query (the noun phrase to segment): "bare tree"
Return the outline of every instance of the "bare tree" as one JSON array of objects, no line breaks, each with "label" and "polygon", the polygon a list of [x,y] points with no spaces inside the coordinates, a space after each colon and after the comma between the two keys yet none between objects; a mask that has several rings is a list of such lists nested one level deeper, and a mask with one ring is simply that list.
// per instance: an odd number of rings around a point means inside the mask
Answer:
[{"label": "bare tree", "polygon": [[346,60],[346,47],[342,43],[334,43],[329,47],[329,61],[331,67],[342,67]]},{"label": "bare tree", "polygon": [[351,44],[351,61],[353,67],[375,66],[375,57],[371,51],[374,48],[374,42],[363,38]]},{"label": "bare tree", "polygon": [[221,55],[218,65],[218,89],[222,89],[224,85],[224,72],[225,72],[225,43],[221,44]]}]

**What you need to do**
Edit the material above by swapping "outline" for "boundary" and keeping everything else the same.

**Solution**
query (the noun phrase to segment): "bare tree"
Return the boundary of every instance of the "bare tree" as one JSON array of objects, no line breaks, each with "label" and "polygon", the polygon a list of [x,y] points with no spaces inside the coordinates, a space after each colon and after the comma between the two keys yet none between objects; a mask that has several rings is a list of such lists nested one level deeper, and a mask with one ring is simply that list.
// per instance: an odd number of rings around a point means inside the mask
Answer:
[{"label": "bare tree", "polygon": [[346,60],[346,47],[342,43],[334,43],[329,47],[329,61],[331,67],[342,67]]},{"label": "bare tree", "polygon": [[351,44],[351,61],[353,67],[375,66],[375,57],[371,51],[374,48],[374,42],[363,38]]},{"label": "bare tree", "polygon": [[221,55],[218,65],[218,89],[222,89],[224,85],[224,72],[225,72],[225,43],[221,44]]}]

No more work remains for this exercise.